(DOCUMENT TEXT)
Sunday, November 22, 2015

Historic Duluth Armory tied to Buddy Holly Winter Dance Party Lore

Historic Duluth Armory (2010) - source Wikipedia
Saturday's open house at the Historic Duluth Armory Arts & Music Center is part of a thrust to restore and revive this historic building. The Armory not only was the home of the Army National Guard but also one of the main performance venues in Duluth of the past. Today the 1959 performance of Buddy Holly and his Winter Dance Party, just before he and the other performers died in a tragic plane crash, serves as its more notable claim to fame. Today's Duluth News Tribune story (read HERE) recounts that Holly moment and the bright future ahead for preserving this history building.

Susan Beasy Latto, originally from Hibbing and a classmate and friend of Bob Zimmerman (now Bob Dylan), was there the night Holly played at the Armory. I was there also and have written about it in previous posts. My childhood friend, Lew Latto, a precocious teen who later became a prominent local radio entrepreneur, was the promoter and MC of this event. Latto later met Beasy Latto at UMD and they married, not knowing each other at the Winter Dance Party concert. Dylan was there that night too and he spoke of it–now quite famously–as he received a Grammy award in 1998. It was a coming together of music of the past present and the future and sparks lore that now centers on preserving those magic moments.

Of course many other famous people performed at the Armory... going as far back as Sergei Rachmaninoff, the great Russian pianist and composer. Johnny Cash, Liberace, Bob Hope, the Mamas and the Papas... and so many more followed.

For more about the Armory and the Winter Dance Party...
You can read more about the history of the Armory HERE on Wikipedia, at the News Tribune Attic HERE, on Zenith City Online and at the Historic Duluth Armory web site HERE.

One of my weekly columns for the Duluth News Tribune (originally appeared on August 5, 1987) is reprinted on my blog HERE: Three Days Before the Rock Stars Died. And... you can check out some of my previous writings about the Winter Dance party HERE

Saturday, October 10, 2015

Big names already lost to Millennial Generation...

By Jim Heffernan
"Millennials follow Generation X on the long road to the cemetery." 
I spent an hour in a college classroom full of Millennials recently, talking about my distinguished journalism career. I mean distinguished in the broader sense, like my profession as distinguished from, say, garbage man or rocket scientist.
(End DOCUMENT TEXT)
(SOURCE MATERIAL)
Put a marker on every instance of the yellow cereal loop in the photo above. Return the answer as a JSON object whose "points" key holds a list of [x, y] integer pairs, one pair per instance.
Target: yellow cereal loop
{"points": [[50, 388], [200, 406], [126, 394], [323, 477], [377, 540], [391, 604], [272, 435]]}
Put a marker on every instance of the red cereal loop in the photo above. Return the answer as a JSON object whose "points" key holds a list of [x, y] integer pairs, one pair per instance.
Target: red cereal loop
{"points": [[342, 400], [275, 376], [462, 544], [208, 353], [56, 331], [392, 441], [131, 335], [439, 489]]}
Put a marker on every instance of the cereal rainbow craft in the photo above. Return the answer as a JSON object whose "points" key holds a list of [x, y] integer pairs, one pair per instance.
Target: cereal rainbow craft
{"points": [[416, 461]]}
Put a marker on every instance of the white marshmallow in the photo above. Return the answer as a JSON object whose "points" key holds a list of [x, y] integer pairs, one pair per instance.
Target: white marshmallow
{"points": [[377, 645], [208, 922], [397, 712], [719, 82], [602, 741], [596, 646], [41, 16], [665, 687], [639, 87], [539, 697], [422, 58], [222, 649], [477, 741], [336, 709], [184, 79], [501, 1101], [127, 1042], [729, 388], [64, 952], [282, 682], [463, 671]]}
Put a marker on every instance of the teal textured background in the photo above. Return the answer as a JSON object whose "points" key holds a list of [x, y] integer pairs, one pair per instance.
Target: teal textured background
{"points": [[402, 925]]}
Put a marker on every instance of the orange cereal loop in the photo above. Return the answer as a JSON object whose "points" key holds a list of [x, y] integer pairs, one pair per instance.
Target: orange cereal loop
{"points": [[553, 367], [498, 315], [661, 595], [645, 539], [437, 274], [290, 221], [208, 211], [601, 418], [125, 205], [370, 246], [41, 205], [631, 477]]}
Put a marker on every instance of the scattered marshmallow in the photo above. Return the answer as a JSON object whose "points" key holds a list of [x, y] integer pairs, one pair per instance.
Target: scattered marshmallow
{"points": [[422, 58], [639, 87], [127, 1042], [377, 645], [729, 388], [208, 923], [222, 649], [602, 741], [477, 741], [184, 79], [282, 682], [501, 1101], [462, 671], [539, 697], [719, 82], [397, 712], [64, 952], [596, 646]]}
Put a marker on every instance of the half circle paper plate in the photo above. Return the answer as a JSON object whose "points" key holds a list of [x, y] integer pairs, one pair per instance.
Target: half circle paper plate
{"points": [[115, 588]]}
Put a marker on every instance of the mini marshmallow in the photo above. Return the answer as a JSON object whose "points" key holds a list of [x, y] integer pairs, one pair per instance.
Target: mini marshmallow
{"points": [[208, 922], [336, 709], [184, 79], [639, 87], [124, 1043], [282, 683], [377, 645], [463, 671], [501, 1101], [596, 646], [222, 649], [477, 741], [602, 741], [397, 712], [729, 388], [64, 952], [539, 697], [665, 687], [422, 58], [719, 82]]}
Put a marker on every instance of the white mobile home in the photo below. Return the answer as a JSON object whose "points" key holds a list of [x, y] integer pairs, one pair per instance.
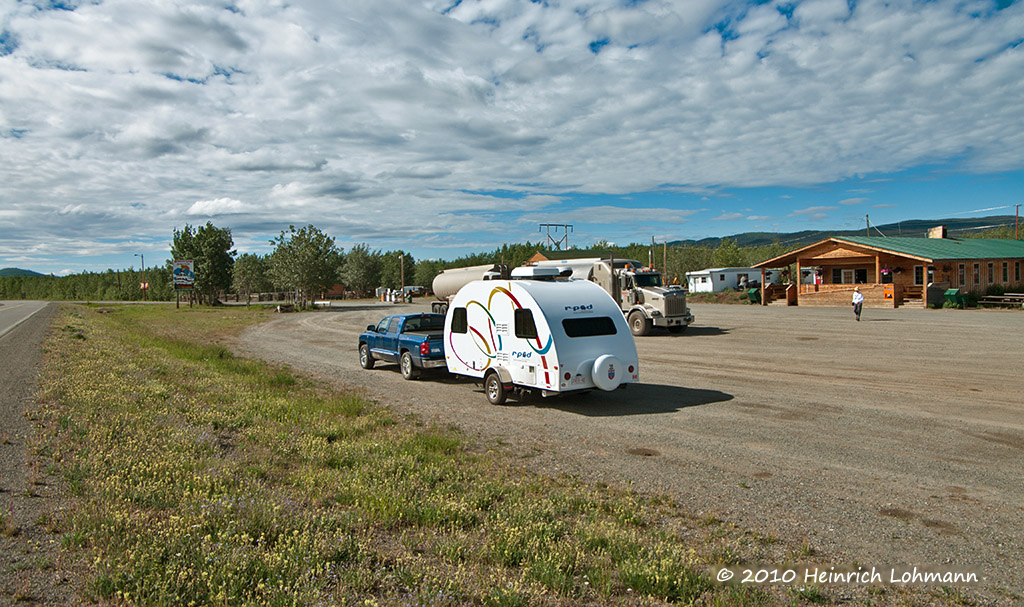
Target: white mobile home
{"points": [[539, 335], [715, 279]]}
(End SOURCE MATERIAL)
*WHAT IS REQUIRED*
Print the stretch of the Duluth Armory blog text above from "Susan Beasy Latto, originally" through "those magic moments.", word for word.

*RESPONSE TO THE EXERCISE*
Susan Beasy Latto, originally from Hibbing and a classmate and friend of Bob Zimmerman (now Bob Dylan), was there the night Holly played at the Armory. I was there also and have written about it in previous posts. My childhood friend, Lew Latto, a precocious teen who later became a prominent local radio entrepreneur, was the promoter and MC of this event. Latto later met Beasy Latto at UMD and they married, not knowing each other at the Winter Dance Party concert. Dylan was there that night too and he spoke of it–now quite famously–as he received a Grammy award in 1998. It was a coming together of music of the past present and the future and sparks lore that now centers on preserving those magic moments.